#### What you should do
Only the text should be kept: print every entry below exactly and leave each image out.
══ Input for this task ══
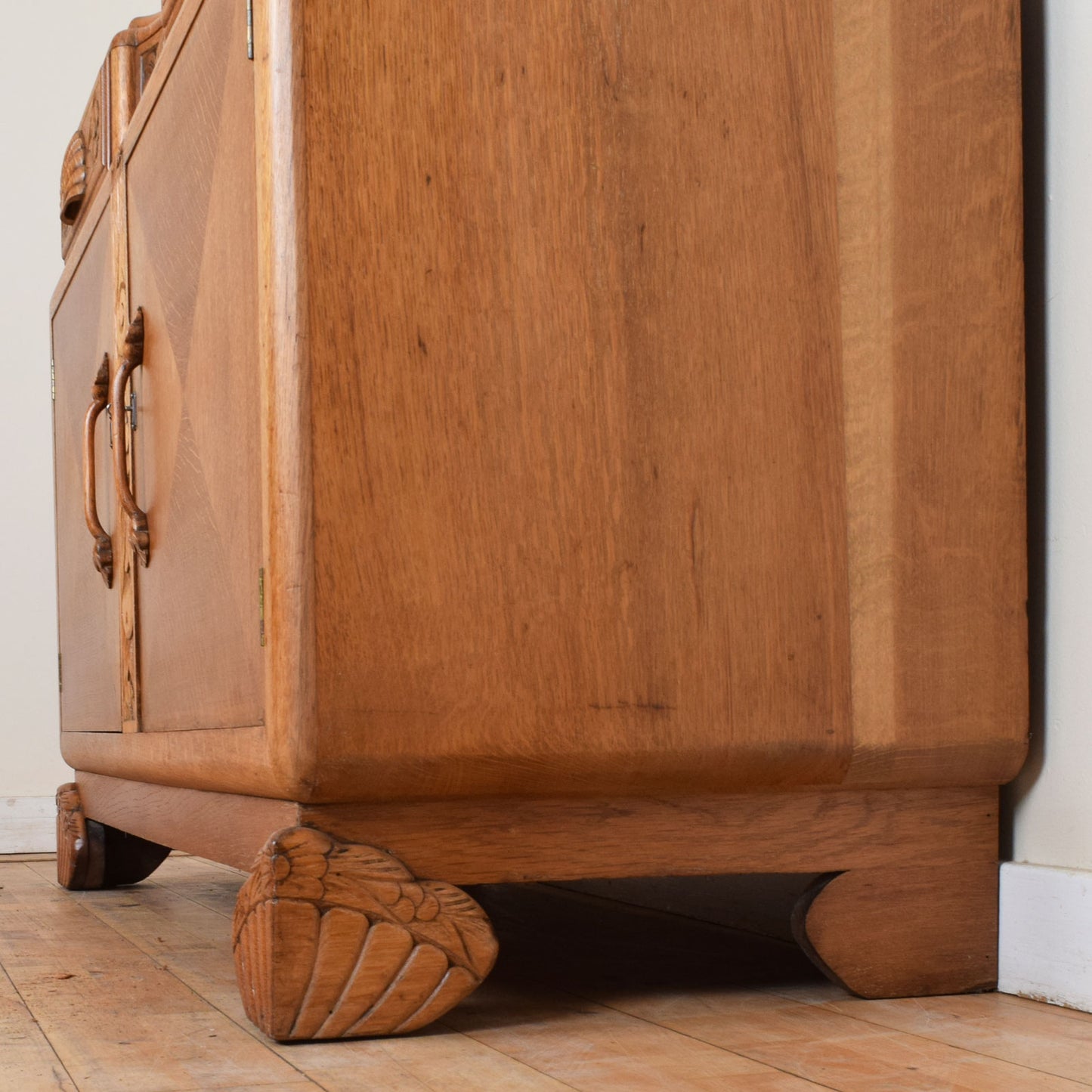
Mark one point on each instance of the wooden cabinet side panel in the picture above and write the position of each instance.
(930, 214)
(88, 610)
(574, 326)
(193, 270)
═══
#### Solution to the exercise
Mark one point on each instance of the wooden cabinet side panel in the picture above and write the position of each instance.
(930, 214)
(88, 610)
(574, 326)
(193, 270)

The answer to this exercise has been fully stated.